**PROVIDED PASSAGE**.
▶

The Isla Bryson fiasco has been a disaster for Nicola Sturgeon and the SNP:
Support for the SNP, for Nicola Sturgeon and for Scottish independence has fallen sharply as the party’s crisis over transgender rights deepens.
Backing for the party for the devolved Holyrood elections has slumped to its lowest for five years in the latest YouGov poll, and voting intentions for Westminster were the worst since 2019.
Senior allies of the first minister have spoken of a “meltdown” in the party since a sex offender was sent to Scotland’s only all-female prison after two convictions for rape, having changed gender identity while awaiting trial.
After a public outcry and a warning from a UN special rapporteur, Sturgeon announced a U-turn, appearing to contradict her own self-declaration policy for transgender people by questioning the validity of Isla Bryson’s status. Last week she declared that the rapist, previously known as Adam Graham, was “almost certainly” masquerading as trans and would not stay in the women’s estate.
Critics including the author JK Rowling have suggested that Bryson’s case and others like it confirm the risks that Sturgeon’s approach to trans rights pose for women-only spaces, including prisons, changing rooms and hospital wards. Sturgeon remains committed to allowing people as young as 16 to quickly change their legal gender, although her bill has been vetoed by the UK government on the ground that it would undermine UK-wide equality law.

◀

**DATA SECTION**.
▶

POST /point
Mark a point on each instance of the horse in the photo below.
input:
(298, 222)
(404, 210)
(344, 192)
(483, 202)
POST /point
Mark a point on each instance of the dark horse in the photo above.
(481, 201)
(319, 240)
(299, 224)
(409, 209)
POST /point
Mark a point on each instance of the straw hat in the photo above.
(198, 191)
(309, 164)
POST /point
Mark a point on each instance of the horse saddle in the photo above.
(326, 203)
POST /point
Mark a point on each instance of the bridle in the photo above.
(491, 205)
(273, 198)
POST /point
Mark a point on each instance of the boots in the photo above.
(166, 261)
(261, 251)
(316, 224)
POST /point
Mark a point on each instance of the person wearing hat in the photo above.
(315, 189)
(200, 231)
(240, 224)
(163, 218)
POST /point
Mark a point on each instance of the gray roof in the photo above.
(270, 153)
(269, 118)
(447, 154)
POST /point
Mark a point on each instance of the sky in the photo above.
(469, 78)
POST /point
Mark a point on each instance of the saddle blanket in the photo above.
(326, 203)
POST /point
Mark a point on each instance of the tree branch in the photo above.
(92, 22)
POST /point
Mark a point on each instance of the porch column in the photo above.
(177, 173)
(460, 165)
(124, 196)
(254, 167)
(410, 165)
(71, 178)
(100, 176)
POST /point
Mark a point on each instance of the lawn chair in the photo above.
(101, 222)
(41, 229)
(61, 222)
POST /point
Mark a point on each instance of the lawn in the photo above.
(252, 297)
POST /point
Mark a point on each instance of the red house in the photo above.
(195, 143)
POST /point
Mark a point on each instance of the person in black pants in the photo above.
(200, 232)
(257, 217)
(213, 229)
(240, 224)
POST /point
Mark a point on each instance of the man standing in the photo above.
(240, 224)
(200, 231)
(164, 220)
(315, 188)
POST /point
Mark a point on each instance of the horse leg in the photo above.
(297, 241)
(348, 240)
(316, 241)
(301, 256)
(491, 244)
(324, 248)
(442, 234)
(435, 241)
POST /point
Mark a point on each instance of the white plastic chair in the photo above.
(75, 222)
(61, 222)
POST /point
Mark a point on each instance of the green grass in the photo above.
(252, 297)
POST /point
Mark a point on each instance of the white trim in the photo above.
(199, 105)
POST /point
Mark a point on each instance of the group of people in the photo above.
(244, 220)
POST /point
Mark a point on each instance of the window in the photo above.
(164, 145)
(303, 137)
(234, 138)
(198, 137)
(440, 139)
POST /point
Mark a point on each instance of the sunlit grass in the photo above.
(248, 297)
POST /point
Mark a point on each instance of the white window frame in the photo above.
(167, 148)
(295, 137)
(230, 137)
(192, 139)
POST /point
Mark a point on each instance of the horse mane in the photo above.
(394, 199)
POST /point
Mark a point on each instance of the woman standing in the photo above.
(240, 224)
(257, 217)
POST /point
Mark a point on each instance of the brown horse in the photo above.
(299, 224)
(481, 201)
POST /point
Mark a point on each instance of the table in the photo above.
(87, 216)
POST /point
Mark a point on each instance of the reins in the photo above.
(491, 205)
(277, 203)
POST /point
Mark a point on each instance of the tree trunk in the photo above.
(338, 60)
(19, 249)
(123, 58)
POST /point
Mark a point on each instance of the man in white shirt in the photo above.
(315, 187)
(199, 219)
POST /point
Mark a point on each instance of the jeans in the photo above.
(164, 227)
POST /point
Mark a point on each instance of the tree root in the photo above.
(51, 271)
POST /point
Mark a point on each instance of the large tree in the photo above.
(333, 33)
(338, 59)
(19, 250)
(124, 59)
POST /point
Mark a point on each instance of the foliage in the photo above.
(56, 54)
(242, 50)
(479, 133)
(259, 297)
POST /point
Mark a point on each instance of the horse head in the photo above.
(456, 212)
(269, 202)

◀

**TASK INSTRUCTIONS**. Revise the part of the passage on the SNP's falling support that opens with "Senior allies of" and closes with "the women’s estate.", replacing "sex offender" with "convicted offender". The listing is separate material and has no connection to the text.

**OUTPUT OF THE TASK**.
Senior allies of the first minister have spoken of a “meltdown” in the party since a convicted offender was sent to Scotland’s only all-female prison after two convictions for rape, having changed gender identity while awaiting trial.
After a public outcry and a warning from a UN special rapporteur, Sturgeon announced a U-turn, appearing to contradict her own self-declaration policy for transgender people by questioning the validity of Isla Bryson’s status. Last week she declared that the rapist, previously known as Adam Graham, was “almost certainly” masquerading as trans and would not stay in the women’s estate.